» Ausgewählter Auszug
+ + +

# Crysis 3 Alpha Key Vergabe



## bulldozer (31. Oktober 2012)

https://www.facebook.com/NVIDIAGeForce/app_433401813391421 

nVidia macht via Facebook momentan ein Give-away von Crysis 3 Keys für die Alpha Version.
Das Event läuft bereits seit 2 Stunden und endet heute Abend, man sollte also schnell zuschlagen; nur 5000 Keys sind verfügbar.

Der obige Link führt direkt zur App. Um den Key zu bekommen müsst Ihr einfach auf "Gefällt mir" und anschließend die Felder ausfüllen.
Unmittelbar danach sollte der Key auf eurem Bildschirm erscheinen. An dieser Stelle sei anzumerken, dass es sich hierbei um einen Key für die Origin-Plattform handelt.


----------



## s-c-a-r-e-c-r-o-w (31. Oktober 2012)

Danke für den Tipp 
Hab mir schon nen Key gesichert


----------



## RRCRoady (31. Oktober 2012)

s-c-a-r-e-c-r-o-w schrieb:


>


Einfach cool diese Banane


----------



## Maurer (31. Oktober 2012)

Super Tipp!
Dankeschön, na dann bin ich ja mal gespannt, was die Alpha so zu zeigen hat.


----------



## prof2061 (31. Oktober 2012)

wow ich war auch mal schnell geng für sowas danke


----------



## criss vaughn (31. Oktober 2012)

Seite überlastet, na toll^^


----------



## s-c-a-r-e-c-r-o-w (31. Oktober 2012)

+ + +

» Aufgabenstellung
Für welche Plattform ist der Key laut dem Auszug über die Crysis-3-Alpha gedacht?

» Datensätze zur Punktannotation
+ + +

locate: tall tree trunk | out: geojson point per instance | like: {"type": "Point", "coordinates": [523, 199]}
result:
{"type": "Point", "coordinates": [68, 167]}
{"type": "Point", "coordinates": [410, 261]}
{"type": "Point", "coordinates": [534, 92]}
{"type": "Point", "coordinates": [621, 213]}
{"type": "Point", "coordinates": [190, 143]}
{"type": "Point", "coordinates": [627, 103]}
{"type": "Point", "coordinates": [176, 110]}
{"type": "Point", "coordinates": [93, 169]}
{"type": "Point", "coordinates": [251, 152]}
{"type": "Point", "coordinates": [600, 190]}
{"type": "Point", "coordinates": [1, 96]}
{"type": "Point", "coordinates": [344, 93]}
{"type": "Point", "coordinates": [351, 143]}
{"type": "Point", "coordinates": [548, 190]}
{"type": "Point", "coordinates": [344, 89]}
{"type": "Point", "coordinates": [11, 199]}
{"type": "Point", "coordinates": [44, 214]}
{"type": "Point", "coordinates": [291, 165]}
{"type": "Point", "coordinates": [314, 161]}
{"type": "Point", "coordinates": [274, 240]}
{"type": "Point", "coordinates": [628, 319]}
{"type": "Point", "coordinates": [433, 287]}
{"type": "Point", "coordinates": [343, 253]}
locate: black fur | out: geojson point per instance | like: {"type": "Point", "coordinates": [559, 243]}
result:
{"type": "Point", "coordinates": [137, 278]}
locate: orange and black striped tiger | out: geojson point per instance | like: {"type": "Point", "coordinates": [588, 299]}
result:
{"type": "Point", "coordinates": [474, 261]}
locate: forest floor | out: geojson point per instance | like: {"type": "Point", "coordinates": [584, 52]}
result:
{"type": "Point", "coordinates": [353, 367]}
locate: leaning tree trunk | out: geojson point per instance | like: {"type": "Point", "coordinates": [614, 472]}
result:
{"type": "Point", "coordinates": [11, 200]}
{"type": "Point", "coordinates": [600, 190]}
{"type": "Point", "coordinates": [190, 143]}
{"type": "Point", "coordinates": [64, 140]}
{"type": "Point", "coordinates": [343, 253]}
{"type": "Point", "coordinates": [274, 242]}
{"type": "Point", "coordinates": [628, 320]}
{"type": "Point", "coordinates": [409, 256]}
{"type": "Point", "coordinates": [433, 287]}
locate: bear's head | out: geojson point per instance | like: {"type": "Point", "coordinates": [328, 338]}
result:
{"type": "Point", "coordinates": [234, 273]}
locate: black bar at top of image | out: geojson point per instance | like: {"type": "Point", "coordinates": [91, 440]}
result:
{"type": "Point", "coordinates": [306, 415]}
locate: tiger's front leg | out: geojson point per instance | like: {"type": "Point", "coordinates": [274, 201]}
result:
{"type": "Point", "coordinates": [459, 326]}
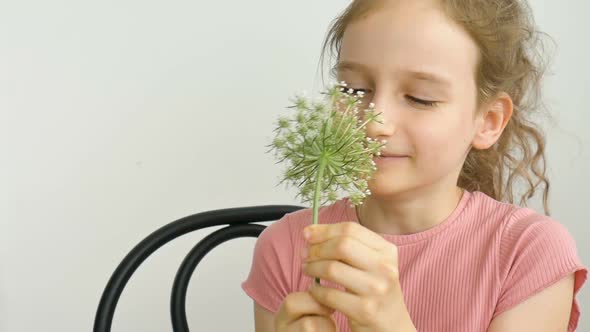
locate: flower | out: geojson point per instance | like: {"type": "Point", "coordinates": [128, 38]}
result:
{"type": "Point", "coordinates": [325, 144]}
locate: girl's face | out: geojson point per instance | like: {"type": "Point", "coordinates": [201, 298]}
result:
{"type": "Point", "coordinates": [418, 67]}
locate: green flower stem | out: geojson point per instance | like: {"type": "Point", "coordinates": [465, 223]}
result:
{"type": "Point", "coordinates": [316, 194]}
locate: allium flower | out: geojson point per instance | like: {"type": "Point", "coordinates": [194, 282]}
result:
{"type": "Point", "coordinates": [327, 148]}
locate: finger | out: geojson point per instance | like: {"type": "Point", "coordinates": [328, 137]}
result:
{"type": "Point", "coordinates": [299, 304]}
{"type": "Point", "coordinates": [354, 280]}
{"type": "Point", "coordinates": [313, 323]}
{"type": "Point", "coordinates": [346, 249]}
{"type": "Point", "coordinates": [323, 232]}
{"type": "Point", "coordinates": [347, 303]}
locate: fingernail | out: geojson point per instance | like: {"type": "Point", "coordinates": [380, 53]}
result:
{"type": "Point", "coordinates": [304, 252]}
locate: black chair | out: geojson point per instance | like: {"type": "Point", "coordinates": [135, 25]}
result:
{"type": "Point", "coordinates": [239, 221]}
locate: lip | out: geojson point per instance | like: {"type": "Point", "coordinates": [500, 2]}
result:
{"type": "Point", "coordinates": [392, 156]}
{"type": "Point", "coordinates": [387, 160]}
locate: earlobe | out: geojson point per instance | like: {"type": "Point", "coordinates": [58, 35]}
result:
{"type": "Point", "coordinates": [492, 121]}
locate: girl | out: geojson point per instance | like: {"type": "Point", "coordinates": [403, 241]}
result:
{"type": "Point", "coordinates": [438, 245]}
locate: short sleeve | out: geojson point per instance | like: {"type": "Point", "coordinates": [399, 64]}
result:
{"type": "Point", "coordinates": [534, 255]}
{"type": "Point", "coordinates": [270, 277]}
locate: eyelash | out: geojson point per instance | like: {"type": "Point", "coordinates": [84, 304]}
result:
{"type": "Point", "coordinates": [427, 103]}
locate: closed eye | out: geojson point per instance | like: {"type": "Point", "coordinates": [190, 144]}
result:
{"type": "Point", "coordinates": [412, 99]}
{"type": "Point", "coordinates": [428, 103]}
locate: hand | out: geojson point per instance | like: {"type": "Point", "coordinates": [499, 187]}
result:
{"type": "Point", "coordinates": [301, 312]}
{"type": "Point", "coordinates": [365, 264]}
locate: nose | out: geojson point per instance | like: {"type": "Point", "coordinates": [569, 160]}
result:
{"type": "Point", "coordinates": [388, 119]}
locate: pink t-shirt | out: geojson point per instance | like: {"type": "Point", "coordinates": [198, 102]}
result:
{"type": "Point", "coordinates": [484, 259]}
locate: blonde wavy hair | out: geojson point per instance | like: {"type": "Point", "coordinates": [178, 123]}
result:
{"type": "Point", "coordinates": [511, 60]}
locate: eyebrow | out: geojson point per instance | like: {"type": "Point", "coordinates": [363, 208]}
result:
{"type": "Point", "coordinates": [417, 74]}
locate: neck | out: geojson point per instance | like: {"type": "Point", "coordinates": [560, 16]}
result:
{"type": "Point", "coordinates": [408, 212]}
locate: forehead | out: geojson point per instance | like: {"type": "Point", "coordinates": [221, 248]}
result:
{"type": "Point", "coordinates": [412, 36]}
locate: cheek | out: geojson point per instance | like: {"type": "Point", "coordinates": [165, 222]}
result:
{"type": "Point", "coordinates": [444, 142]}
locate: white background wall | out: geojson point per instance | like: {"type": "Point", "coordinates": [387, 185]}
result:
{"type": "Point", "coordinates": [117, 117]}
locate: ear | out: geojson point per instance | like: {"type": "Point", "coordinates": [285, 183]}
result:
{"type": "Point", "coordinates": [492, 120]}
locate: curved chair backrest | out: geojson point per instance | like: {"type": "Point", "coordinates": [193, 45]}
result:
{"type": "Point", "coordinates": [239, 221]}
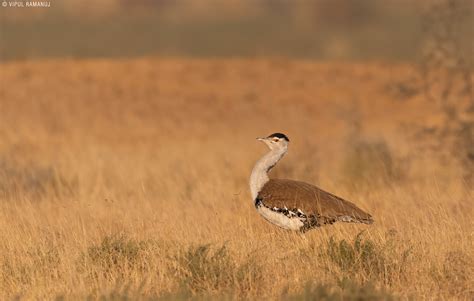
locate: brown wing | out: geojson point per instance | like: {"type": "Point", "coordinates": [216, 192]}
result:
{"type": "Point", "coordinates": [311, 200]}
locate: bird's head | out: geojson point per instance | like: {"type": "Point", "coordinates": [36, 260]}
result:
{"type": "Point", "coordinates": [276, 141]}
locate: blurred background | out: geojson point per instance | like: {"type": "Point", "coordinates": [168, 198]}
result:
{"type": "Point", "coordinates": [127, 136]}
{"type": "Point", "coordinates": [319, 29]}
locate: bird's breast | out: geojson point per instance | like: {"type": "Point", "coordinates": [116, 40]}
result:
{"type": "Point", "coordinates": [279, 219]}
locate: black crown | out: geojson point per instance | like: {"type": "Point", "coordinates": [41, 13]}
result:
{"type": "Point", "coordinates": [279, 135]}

+ + +

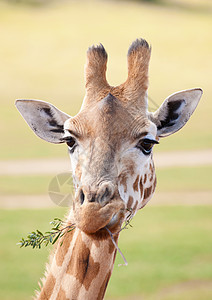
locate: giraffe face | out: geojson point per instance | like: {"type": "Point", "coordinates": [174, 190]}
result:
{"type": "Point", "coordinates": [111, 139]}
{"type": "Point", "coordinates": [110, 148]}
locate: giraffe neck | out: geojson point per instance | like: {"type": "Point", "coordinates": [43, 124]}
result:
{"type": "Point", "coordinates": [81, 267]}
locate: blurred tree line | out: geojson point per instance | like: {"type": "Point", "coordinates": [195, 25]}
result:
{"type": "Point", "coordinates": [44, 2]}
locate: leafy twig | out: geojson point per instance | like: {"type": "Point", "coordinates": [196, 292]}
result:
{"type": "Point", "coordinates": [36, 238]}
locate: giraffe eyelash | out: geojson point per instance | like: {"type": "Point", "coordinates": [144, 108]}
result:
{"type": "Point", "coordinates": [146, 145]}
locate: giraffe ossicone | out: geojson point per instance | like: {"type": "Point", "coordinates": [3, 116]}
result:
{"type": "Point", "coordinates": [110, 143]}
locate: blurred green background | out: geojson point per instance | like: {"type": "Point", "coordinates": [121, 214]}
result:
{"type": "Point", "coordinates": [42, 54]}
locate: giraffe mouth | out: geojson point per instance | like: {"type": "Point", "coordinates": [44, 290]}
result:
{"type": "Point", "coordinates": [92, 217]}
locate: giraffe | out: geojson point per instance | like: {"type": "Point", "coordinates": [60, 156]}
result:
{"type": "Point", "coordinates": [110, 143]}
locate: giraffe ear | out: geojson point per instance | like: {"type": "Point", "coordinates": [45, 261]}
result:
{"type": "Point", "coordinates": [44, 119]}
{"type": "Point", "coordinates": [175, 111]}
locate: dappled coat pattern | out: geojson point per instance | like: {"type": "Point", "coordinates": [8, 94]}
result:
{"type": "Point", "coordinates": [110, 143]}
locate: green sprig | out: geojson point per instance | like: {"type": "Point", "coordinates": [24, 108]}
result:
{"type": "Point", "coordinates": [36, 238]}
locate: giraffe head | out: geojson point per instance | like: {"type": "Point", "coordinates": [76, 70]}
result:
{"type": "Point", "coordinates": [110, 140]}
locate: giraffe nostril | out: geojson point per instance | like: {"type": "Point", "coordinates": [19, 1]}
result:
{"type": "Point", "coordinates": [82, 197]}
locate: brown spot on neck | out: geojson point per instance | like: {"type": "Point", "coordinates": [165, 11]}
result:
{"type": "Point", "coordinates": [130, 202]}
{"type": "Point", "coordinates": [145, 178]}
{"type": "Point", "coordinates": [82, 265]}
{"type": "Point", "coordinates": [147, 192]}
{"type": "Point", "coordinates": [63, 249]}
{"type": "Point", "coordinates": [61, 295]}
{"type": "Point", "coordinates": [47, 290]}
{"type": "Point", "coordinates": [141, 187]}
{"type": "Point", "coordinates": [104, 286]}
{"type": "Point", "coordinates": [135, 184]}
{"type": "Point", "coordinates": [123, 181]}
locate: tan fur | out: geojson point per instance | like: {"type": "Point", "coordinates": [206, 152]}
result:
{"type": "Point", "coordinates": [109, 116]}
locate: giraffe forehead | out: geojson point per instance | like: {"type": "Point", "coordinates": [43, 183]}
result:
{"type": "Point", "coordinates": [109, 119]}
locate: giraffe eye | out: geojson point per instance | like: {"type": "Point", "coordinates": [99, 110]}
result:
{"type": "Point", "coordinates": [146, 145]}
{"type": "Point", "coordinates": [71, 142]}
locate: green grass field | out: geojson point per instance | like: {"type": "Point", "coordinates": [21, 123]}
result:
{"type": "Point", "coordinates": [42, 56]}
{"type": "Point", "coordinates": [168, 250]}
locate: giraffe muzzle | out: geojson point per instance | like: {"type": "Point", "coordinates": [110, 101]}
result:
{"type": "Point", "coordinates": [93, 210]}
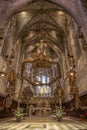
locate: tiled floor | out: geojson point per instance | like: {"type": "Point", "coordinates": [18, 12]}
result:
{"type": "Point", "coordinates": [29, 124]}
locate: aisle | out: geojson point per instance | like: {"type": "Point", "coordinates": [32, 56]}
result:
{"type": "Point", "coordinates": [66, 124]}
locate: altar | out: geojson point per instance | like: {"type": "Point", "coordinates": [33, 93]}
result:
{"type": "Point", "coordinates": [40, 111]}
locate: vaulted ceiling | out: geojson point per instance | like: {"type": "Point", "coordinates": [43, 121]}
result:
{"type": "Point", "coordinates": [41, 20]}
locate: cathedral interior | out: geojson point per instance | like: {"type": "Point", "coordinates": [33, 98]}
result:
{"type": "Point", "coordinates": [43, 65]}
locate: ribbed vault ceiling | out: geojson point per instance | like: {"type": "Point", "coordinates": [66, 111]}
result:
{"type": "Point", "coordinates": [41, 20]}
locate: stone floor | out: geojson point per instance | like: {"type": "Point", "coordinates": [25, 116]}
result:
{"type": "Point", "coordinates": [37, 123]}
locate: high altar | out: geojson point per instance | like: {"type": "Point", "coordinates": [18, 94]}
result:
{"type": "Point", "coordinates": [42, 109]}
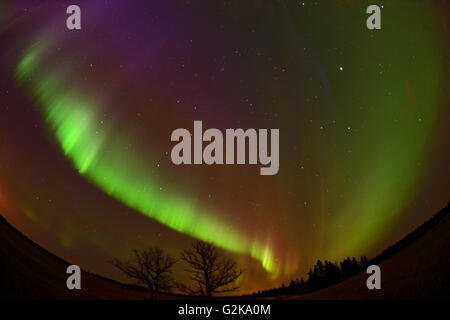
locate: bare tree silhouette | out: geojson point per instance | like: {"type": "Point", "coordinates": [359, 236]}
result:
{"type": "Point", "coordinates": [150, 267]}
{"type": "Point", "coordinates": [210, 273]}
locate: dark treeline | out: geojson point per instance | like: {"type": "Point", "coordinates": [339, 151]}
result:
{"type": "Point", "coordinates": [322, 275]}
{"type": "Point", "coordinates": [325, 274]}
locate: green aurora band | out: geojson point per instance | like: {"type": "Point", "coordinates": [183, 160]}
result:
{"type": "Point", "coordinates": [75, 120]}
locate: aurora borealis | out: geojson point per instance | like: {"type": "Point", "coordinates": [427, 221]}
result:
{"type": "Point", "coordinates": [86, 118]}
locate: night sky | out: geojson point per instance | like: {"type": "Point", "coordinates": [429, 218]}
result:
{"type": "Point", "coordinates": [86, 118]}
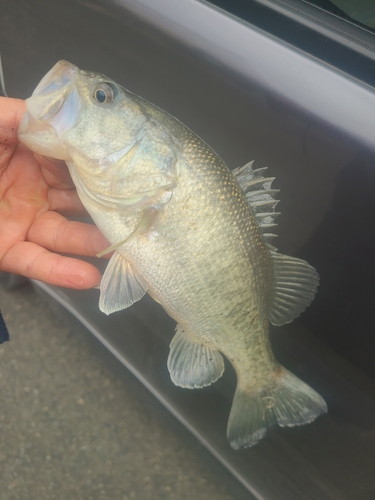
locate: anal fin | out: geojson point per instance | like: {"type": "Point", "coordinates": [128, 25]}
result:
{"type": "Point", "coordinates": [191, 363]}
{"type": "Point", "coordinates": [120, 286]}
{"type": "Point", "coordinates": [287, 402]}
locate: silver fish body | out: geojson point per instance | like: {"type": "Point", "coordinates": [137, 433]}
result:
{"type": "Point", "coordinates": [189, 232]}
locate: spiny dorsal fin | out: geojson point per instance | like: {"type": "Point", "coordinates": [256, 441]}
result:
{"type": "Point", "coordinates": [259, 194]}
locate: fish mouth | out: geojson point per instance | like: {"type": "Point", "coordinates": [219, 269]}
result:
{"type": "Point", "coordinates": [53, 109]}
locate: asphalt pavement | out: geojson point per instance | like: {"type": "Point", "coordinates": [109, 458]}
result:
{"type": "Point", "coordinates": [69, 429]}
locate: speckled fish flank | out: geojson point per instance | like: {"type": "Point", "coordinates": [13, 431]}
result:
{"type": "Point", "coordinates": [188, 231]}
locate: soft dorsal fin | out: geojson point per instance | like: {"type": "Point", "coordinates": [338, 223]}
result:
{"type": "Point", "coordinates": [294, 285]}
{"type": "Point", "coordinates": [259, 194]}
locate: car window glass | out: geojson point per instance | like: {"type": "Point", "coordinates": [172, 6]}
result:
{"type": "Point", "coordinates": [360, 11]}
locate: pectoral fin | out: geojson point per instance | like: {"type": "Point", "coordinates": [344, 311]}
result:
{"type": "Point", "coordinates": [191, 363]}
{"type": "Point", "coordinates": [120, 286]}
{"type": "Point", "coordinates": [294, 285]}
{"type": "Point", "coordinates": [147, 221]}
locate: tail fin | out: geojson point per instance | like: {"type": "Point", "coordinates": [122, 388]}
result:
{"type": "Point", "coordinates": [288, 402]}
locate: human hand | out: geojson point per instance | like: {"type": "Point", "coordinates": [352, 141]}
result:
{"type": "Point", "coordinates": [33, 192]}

+ + +

» Lösung
Für die Origin-Plattform.